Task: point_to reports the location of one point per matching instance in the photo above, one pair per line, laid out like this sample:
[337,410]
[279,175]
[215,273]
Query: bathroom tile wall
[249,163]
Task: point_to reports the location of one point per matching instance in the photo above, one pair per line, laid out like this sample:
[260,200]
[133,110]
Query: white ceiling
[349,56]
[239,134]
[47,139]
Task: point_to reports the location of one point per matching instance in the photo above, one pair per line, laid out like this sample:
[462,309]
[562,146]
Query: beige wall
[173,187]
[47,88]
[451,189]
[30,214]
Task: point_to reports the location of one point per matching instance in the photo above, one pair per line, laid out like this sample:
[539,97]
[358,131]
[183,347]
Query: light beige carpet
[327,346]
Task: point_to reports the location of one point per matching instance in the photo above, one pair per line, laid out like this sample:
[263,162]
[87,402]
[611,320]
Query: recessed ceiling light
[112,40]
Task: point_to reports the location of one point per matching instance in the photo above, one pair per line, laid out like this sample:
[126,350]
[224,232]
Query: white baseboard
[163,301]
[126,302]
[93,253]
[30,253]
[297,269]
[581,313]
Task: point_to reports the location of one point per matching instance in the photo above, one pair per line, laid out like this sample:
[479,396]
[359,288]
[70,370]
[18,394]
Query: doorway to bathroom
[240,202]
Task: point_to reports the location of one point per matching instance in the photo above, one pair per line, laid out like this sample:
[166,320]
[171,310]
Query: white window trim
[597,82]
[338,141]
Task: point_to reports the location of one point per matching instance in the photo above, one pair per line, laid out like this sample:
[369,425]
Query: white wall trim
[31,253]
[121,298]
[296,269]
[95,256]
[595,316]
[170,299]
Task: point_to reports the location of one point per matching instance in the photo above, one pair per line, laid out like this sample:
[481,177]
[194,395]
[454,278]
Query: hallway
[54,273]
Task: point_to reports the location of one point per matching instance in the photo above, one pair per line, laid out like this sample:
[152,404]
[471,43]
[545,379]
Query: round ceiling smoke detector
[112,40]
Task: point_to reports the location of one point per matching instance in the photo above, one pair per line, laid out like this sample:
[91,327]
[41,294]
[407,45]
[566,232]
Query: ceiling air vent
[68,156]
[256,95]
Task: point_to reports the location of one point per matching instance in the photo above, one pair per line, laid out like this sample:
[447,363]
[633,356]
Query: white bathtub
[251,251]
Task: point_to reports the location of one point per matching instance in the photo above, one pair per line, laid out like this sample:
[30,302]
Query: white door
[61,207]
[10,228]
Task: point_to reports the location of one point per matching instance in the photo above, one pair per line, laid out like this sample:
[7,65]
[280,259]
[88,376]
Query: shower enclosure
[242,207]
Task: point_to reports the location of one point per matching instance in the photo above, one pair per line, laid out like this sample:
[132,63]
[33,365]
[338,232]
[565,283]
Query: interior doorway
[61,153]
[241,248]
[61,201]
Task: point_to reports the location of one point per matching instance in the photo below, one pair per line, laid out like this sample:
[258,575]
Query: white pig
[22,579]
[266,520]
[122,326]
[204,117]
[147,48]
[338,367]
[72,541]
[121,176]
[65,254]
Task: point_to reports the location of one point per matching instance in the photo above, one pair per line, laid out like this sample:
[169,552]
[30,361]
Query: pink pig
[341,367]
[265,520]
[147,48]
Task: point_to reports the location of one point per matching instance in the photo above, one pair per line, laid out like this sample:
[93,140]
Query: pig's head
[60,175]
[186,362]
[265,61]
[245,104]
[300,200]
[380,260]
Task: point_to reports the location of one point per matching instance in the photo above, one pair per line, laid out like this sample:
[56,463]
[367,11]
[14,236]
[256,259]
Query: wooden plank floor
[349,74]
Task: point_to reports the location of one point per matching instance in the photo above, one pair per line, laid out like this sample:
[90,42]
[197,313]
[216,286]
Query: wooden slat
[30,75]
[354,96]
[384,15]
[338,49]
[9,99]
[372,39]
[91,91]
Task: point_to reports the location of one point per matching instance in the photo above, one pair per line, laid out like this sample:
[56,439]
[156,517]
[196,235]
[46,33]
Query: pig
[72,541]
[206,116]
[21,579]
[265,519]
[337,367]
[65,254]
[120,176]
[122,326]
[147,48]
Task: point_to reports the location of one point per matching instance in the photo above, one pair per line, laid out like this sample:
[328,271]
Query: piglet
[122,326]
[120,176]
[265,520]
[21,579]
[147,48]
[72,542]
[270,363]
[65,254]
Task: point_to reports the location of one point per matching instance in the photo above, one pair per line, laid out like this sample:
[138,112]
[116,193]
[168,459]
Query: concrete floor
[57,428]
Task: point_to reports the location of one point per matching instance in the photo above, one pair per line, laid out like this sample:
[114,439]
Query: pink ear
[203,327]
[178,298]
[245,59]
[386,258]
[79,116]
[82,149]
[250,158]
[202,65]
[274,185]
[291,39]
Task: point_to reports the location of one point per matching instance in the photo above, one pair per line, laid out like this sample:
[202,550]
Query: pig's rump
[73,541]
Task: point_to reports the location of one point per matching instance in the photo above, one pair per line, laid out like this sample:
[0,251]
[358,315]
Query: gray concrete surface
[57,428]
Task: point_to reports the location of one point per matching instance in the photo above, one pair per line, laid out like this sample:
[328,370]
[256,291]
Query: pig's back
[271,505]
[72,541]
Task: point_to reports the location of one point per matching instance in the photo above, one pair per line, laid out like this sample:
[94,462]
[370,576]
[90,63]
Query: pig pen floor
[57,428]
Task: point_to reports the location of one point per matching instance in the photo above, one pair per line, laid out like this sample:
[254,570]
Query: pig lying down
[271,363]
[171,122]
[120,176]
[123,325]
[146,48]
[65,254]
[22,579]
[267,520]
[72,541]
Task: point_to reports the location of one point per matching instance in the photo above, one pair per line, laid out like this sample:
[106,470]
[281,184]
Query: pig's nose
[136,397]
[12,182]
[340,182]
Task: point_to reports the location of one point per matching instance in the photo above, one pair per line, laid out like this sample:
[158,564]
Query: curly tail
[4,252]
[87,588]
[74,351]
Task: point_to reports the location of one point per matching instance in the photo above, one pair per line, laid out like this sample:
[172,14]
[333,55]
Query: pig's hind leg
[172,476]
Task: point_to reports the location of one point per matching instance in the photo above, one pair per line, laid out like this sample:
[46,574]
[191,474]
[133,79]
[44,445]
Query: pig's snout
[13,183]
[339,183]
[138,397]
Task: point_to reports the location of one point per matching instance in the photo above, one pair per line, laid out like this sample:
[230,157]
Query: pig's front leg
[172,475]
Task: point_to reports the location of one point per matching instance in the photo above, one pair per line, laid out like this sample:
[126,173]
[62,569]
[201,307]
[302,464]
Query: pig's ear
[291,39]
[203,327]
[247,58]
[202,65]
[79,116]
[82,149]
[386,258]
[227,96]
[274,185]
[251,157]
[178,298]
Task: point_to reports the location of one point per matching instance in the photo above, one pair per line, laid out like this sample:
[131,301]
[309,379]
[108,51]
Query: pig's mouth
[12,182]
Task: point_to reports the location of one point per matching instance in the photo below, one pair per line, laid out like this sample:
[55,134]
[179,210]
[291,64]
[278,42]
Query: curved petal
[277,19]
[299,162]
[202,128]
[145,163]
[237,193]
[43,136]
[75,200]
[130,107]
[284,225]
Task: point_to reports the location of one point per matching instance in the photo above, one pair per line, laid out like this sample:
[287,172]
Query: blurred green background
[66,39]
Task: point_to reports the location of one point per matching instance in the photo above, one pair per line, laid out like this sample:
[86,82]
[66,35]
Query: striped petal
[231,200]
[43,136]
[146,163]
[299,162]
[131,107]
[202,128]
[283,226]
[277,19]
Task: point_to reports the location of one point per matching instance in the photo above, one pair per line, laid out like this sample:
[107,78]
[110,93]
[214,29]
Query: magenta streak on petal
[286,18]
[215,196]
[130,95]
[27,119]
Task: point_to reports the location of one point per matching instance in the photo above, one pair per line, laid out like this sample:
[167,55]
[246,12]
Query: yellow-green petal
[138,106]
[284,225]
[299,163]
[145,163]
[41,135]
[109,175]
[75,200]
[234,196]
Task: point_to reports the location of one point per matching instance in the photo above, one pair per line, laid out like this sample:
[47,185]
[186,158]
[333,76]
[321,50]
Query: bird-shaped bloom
━━━
STATED PROBLEM: Locate every line in the records above that contains the word "petal" and copy each one. Case counts.

ANSWER FOR THIS EXERCISE:
Query: curved petal
Query: striped petal
Query: magenta streak on petal
Query: yellow-green petal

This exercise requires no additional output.